Steyr and Steyr
[2019] FamCA 55
•6 February 2019
FAMILY COURT OF AUSTRALIA
| STEYR & STEYR | [2019] FamCA 55 |
| FAMILY LAW – PRACTICE AND PROCEDURE – Discharge of previous orders |
| Child Support (Assessment) Act 1989 (Cth) ss 116 & 117(2)(c)(ia)(ib)(ii) Child Support (Registration and Collection) Act 1988 (Cth) ss 80A, 104, 111C Family Law Act 1975 (Cth) ss 75(2) and 79 |
| APPLICANT: | Mr Steyr |
| RESPONDENT: | Ms Steyr |
| FILE NUMBER: | CAC | 583 | of | 2016 |
| DATE DELIVERED: | 6 February 2019 |
| PLACE DELIVERED: | Canberra |
| PLACE HEARD: | Canberra |
| JUDGMENT OF: | Gill J |
| HEARING DATE: | 5 February 2019 |
REPRESENTATION
| SOLICITOR FOR THE APPLICANT: | Farrar Gesini Dunn |
| COUNSEL FOR THE RESPONDENT: | Mr Masters |
| SOLICITOR FOR THE RESPONDENT: | Marjason & Marjason |
Orders
That order 2 of the orders of 12 November 2018 staying the implementation of the Child Support (Registration and Collection) Act 1988 as it relates to collection and enforcement of any current child support liability from the Father and any other extant order to the same effect is discharged.
Note: The form of the order is subject to the entry of the order in the Court’s records.
IT IS NOTED that publication of this judgment by this Court under the pseudonym Steyr & Steyr has been approved by the Chief Justice pursuant to s 121(9)(g) of the Family Law Act 1975 (Cth).

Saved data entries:
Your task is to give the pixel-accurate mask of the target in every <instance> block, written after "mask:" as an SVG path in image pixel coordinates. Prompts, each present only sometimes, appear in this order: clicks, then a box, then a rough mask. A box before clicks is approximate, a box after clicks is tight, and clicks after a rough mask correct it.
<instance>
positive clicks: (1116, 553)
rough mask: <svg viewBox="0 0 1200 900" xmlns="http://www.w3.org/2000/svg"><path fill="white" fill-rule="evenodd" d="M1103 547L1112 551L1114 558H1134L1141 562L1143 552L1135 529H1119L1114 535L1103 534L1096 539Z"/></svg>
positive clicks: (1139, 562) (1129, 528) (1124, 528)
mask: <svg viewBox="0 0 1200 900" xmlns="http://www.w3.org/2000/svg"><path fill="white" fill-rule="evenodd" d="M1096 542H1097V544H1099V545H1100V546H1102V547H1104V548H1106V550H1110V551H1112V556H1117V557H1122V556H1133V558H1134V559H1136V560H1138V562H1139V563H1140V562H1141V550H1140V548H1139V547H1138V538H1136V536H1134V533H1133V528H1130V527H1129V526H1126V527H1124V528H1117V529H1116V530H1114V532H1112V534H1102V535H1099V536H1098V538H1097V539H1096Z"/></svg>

### BRIEF 1
Using the Steyr judgment, decide whether each statement is supported: (a) The judgment was delivered in Canberra. (b) The hearing took place on 6 February 2019. (c) Mr Masters appeared as counsel for the applicant. Answer yes or no for each and quote the words that settle it.
### BRIEF 2
Answer these from the Steyr judgment:
(a) Which judge gave the judgment?
(b) What is the file number?
(c) Who approved publication of the judgment under the pseudonym?
### BRIEF 3
Carry on the Steyr judgment from the point where it stops.
The saved data entries have no connection to the Steyr judgment.

### EXERCISE RESULT 1
(a) Yes: "PLACE DELIVERED: | Canberra"
(b) No: "HEARING DATE: | 5 February 2019"
(c) No: "COUNSEL FOR THE RESPONDENT: | Mr Masters"

### EXERCISE RESULT 2
(a) Gill J
(b) CAC 583 of 2016
(c) The Chief Justice

### EXERCISE RESULT 3
Note: This copy of the Court’s Reasons for Judgment may be subject to review to remedy minor typographical or grammatical errors (r 17.02A(b) of the Family Law Rules 2004 (Cth)), or to record a variation to the order pursuant to r 17.02 Family Law Rules 2004 (Cth).
| FAMILY COURT OF AUSTRALIA AT CANBERRA |
FILE NUMBER: CAC 583 of 2016
| Mr Steyr |
Applicant
And
| Ms Steyr |
Respondent
REASONS FOR JUDGMENT
This matter involves a dispute regarding past and ongoing child support payments that are currently being paid pending final hearing. The parties agreed that in the special circumstances of the case pursuant to s 116 of the Child Support (Assessment) Act 1989 the liable parent and the carer are both parties and it is in the interest of both for the Court to consider whether an order should be made. What is at stake at present is an application for a stay and an interim departure in relation to the enforcement of the Child Support Assessment pending the final proceedings.
The Father is currently significantly in arrears for his payment of child support but the collection of those arrears is currently stayed. The Father puts forward two factual bases to support either a stay or an interim departure order being made.
The first is what could be described as an agreed factual error that has been made by the Child Support Agency (“the CSA”). That is, the parties agree that there has been a misdescription or miscalculation by the CSA of the care percentage that the father has had with the children. Currently from exhibit H4 the CSA says that it is 15 per cent from 29 September 2016 through to 10 April 2017, and 38 per cent from 11 April 2017 until now, but has said that it will only apply those percentages from 6 September 2018. Against that the Father says it has been a 60/40 split since 29 September 2016.
The Mother accepts the description given in exhibit H4 and says that from April 2017 the father has had 38 per cent.
What that means is that the care percentages applied by the CSA are agreed by the parties to be wrong, even if the parties do not agree as to the precise percentages that should be applied.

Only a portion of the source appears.